**Exercise 1:** Please substitute "fallen log" for "bare tree trunk" in the entries from the line with "of the bare" up to and including the line with "x=279 y=176", and write out only those lines with everything else unchanged.

**Reading text:**

Leogane, Haiti. We are 18 debris-strewn miles West of Port-au-Prince. I am leading an international NGO team in Haiti as part of the recovery and reconstruction here following the January 12 earthquake.
Our objective is to provide post-disaster family-care programming for orphaned children living with their extended families in Leogane.
In addition, we are involved with our partner NGOs to provide education, health care, and clean water for the city’s children. Education is key, and our partners are focused on primary, secondary, and long-distance learning via Skype. Emphasis is on helping to decentralize Haiti, building opportunities for people to leave the nation’s overcrowded capital.
We are camped across the street from 6,000 homeless Haitians in Leogane Stadium, with another 1,000 living in tents next to us. We are on Day 2 of the trip, camped out on the cement floor of the Belo Water Company factory, and our days begin at dawn.
We arrive in Carrefour, a poor community along the main road from Port-au-Prince to Leogane. Our meeting begins at 8am with a Haitian NGO led by a dynamic Haitian-American, Slajanna “Tammy” Riche who came down from Long Island immediately after the quake.
Tammy has founded “Next Haiti” to serve the people living in primitive concrete homes and tents built up the steep mountainside. She would like us to accept two orphaned children. One of the children lost their father when she was three and now her mother has been killed in the earthquake.
While we were in Carrefour, we visited one of our team member’s childhood home which survived the quake but was consumed by fire in just the last few weeks. The one-room home, with a sweeping balcony view of the harbor below, was home to his entire family until he migrated to the U.S. at the age of six.
Upon our return, we see the effect our Radio Amikal FM 101.5 interview the night before had had: almost 200 applicants wait in the hot sun to interview for one of our ten college scholarships in Beijing, China. We are working to obtain university scholarships in the U.S. for them as well.
We have decided to train 40 Haitian recent college graduates in English and Chinese for one year at our own expense, so that the ten best candidates indentified over a year of study will be prepared to study in Beijing.
Our team members Kona Shen and Vanessa Kim lead the candidate interviews in English, French, and creole in a process lasting seven hours.
Our panel of team members gave each an academic grade, A-F, for the interview, and we plan to bring back the Top 50 applicants tomorrow. Each graduate is photographed with their high school diploma. Team members Steve Hanks, Keiko Tsuyama, and Evens Anozine assist in the process.
As we wrap up the college scholarship interviews, we meet with two Board members of the primary and secondary school here we wish to partner with, Magarette and Dominique Beauliere. The meeting goes brilliantly. It looks like we will partner with Ecole Primeraire la Redemption andNouveu College Surin Eveillard Secondary School (high schools in Haiti are referred to as “college”).

**Input rows:**
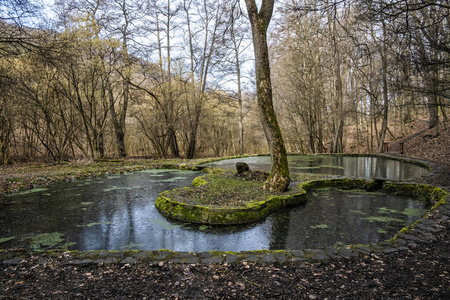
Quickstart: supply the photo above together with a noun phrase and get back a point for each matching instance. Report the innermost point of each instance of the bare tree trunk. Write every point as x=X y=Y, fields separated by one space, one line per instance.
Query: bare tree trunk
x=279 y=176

...

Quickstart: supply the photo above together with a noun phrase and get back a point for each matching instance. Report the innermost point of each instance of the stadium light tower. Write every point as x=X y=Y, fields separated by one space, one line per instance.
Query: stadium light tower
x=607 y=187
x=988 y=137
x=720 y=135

**Exercise 2:**
Answer these from the Leogane report:
(a) How many miles west of Port-au-Prince is Leogane?
(b) How many homeless Haitians are in Leogane Stadium?
(c) How many college scholarships in Beijing are the applicants interviewing for?

**Written reply 1:**
Quickstart: supply the photo above together with a noun phrase and get back a point for each matching instance. Report the innermost point of each instance of the fallen log. Write every point as x=X y=Y, fields separated by one space, one line per instance.
Query: fallen log
x=279 y=176

**Written reply 2:**
(a) 18 miles
(b) 6,000
(c) Ten